::: EXCERPT
Sheshashayi Vishnu in Oleograph by R.G. Chonker
Anantashayana Vishnu — The Creation Scene
This brings us to one of the most beloved and frequently painted images across all of Vishnu mythology, the Anantashayana Vishnu, sometimes called Anantashayi Vishnu, the form of the god reclining peacefully on Shesha Naga amid the cosmic ocean, with Lakshmi seated gently near his feet. According to Hindu mythology, during the cosmic night before the world's creation, Lord Vishnu was asleep on the serpent Ananta, floating on the ocean of milk, the Kshirsagar. It accounts for the time between the destruction and creation of the world, with the serpent Ananta representing eternity itself, while Vishnu's four attributes symbolize the divine sound of creation, kalachakra, mental and physical strength. This specific iconographic detail defines Vishnu as Padmanabha, the one with the lotus-navel, signalling the beginning of a new cycle of creation, while Goddess Lakshmi, seated near his feet, depicted with a golden complexion and an elegant red sari, is shown gently pressing his feet in a gesture of eternal devotion. Surrounding the reclining couple, an entire celestial court typically gathers: Lord Shiva, identifiable by his trident and drum, accompanied by Nandi and Ganesha, Narada Muni holding his veena; while at the base, Shesha, Garuda, and Hanuman are shown kneeling in reverence. This single scene appears across nearly every major Indian painting tradition, each rendering the same eternal moment through entirely different hands. A striking Kalamkari painting rendition by Kanukurthi Guna Sekhar Sai takes this even further, functioning, as the artist describes it, as a highly sophisticated piece of visual scripture that beautifully maps the entire Dashavatara directly across Vishnu's own sleeping body. A simpler version exists in Tholu leather puppetry from Andhra Pradesh, where Vishnu, depicted in a serene blue tone symbolic of his divine nature, reclines on Shesha with Lakshmi seated at his feet, surrounded by a multitude of gods, goddesses, celestial beings, and saints.
::::::
::: PROVIDED RECORDS
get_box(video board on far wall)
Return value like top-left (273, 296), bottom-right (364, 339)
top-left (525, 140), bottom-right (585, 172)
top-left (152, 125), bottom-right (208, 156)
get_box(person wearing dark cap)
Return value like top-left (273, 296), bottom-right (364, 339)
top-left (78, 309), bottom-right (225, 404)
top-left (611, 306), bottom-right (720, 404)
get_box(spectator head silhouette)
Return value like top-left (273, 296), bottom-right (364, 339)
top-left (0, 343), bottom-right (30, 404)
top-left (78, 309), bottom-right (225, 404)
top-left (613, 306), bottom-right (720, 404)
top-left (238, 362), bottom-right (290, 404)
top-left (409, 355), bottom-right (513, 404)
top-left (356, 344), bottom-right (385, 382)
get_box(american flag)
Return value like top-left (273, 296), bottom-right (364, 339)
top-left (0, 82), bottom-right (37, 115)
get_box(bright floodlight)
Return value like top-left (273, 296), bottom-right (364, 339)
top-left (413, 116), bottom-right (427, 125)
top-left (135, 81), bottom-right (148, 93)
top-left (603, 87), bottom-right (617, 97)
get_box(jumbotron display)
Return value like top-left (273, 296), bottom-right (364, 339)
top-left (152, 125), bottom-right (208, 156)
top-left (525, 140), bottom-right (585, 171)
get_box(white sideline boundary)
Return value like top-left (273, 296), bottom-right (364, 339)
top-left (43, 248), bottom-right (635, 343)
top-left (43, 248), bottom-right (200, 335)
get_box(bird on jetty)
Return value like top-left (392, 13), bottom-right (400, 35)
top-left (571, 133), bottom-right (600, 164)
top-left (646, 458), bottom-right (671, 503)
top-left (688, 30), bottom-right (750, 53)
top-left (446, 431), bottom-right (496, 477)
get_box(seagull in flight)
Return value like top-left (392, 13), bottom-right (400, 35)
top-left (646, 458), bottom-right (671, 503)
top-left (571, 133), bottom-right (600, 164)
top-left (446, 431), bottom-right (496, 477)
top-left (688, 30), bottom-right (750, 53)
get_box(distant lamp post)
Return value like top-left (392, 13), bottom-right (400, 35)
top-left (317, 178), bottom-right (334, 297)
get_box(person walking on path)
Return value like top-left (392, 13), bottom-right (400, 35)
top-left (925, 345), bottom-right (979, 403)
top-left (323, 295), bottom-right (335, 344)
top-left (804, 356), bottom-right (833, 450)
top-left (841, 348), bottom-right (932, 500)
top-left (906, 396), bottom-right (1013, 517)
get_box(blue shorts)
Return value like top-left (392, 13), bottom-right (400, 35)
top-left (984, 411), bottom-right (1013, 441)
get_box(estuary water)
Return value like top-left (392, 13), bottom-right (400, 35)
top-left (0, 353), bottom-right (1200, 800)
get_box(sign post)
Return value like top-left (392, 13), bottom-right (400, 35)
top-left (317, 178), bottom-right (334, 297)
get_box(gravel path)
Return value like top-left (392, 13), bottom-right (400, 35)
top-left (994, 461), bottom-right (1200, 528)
::::::
▸ **YOUR INSTRUCTIONS**
Answer these questions from the excerpt on Anantashayana Vishnu.
(a) What does the serpent Ananta represent?
(b) How is Lakshmi's complexion and clothing described?
(c) What art form from Andhra Pradesh has a simpler version of the scene?

▸ **SOLUTION FOR THIS TASK**
(a) Eternity itself.
(b) She has a golden complexion and wears an elegant red sari.
(c) Tholu leather puppetry.